Research was the focus of my next job, as head of a new Research and Collections department at TNA. This meant catching the 5.17am train on a Monday and staying in London all week, but it was worth it. TNA was seeking someone ‘to lead the relationship between TNA and its academic users, to drive our research strategy and to influence what information and records are collected in the twenty first century’ and I recruited some really talented people to take this forward. It was fascinating to observe the dynamic between TNA and government departments and for the first time I fully appreciated the challenges of managing information in all its forms. We established relationships with universities and funding councils, securing substantial funding; developed national collection policies and provided expert knowledge for the capture of government information. Sadly I was restructured out in 2009 during the financial crisis (my only experience of redundancy – it was weird) but more important is that TNA still proactively pursues the research and collections agenda – and with many of the staff I recruited.
So what to do when you are made redundant and not in the first flush of youth? For me it was important to remain involved (and preferably working) in recordkeeping. In 2010 I set up as a consultant and have worked with various clients on many projects. I worked for JISC on the development of business intelligence systems and information maturity models in universities; for the Duke of Westminster on information risk and records management in his rural estates; for ARA in the development of a competency framework for CPD, and surveying and reporting on volunteering, conservation and disability issues; for universities teaching as well as writing learning materials; and various archival projects from researching online cataloguing to identifying materials for the writing of an institutional history. This has been a really satisfying period in my career – being free to work from home, put out the washing or do a spot of retail therapy as the mood takes me.
Being asked to be President of ARA in 2011 came out of the blue. It was a huge honour and gave me the opportunity (until I stood down this year) of observing ARA’s growth from many angles: from community archives and volunteering awards to the Don’t Risk It and Explore Your Archives campaigns, and visiting parliament as part of the All Party Group on Archives and History. And (not just because I am writing this blog) observing the work of the proactive section for New Professionals is a further demonstration that the profession is in a healthy state.

----

Please write out the career account again, everything from "Being asked to" down to "a healthy state.", and replace "President" with "Chair".

Provided material:
----

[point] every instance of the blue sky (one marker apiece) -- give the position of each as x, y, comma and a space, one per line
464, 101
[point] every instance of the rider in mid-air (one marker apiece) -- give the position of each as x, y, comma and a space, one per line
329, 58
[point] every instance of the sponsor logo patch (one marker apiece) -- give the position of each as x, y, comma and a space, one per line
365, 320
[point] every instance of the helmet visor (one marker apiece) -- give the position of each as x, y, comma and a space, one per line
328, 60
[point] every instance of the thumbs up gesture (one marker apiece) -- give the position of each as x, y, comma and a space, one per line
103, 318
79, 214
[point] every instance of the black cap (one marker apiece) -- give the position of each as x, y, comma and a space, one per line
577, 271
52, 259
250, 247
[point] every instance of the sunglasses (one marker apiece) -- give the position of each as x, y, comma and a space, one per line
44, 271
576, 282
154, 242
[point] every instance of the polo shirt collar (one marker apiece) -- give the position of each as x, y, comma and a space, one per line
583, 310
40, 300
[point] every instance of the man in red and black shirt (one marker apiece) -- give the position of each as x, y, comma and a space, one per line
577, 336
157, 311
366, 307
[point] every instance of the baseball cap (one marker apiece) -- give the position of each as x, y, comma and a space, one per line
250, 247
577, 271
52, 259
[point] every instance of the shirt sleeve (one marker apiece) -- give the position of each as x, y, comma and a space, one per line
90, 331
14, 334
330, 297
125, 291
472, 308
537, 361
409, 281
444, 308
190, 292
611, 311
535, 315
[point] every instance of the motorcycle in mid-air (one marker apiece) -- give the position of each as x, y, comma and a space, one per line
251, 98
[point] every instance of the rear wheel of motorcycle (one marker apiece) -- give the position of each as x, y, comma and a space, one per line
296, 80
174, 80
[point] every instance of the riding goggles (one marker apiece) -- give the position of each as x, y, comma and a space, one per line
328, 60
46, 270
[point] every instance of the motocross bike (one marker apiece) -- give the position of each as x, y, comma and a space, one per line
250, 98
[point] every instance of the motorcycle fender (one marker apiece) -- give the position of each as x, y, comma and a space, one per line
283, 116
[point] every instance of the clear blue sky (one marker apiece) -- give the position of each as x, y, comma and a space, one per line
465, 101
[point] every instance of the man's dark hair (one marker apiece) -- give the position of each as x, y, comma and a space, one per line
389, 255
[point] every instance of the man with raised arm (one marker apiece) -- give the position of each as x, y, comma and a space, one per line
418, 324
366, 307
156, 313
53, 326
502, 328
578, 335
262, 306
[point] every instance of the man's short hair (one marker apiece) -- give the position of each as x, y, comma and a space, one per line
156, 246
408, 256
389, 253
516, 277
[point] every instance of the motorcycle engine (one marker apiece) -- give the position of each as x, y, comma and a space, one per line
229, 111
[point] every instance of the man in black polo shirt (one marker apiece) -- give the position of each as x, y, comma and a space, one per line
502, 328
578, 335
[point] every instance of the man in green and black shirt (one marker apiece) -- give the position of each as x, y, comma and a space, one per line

----

The answer:
Being asked to be Chair of ARA in 2011 came out of the blue. It was a huge honour and gave me the opportunity (until I stood down this year) of observing ARA’s growth from many angles: from community archives and volunteering awards to the Don’t Risk It and Explore Your Archives campaigns, and visiting parliament as part of the All Party Group on Archives and History. And (not just because I am writing this blog) observing the work of the proactive section for New Professionals is a further demonstration that the profession is in a healthy state.